======== Material shown

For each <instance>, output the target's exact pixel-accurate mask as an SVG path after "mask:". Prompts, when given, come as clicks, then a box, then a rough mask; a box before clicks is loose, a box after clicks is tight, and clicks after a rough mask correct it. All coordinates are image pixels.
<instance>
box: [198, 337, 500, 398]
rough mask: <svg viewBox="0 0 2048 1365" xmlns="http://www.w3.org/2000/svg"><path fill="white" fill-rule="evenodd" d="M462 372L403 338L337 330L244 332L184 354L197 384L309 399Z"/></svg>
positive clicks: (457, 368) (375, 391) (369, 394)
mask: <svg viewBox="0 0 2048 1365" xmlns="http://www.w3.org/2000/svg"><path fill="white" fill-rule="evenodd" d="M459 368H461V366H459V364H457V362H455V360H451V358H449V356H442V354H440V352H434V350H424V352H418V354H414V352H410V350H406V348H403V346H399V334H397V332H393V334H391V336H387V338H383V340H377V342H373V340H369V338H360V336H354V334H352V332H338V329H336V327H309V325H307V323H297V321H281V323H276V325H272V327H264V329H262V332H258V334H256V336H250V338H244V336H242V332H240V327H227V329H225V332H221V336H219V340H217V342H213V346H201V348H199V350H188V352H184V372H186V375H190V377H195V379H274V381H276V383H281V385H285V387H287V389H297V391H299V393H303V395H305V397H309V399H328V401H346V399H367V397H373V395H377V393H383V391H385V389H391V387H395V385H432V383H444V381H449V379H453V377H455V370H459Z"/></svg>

================

Required action →
There is a run of lines above from the one with "box: [198, 337, 500, 398]" to the one with "rough mask: <svg"; print exactly that run, both ends included, and nothing else.

Reply to the exercise →
box: [198, 337, 500, 398]
rough mask: <svg viewBox="0 0 2048 1365" xmlns="http://www.w3.org/2000/svg"><path fill="white" fill-rule="evenodd" d="M462 372L403 338L337 330L244 332L184 354L197 384L309 399Z"/></svg>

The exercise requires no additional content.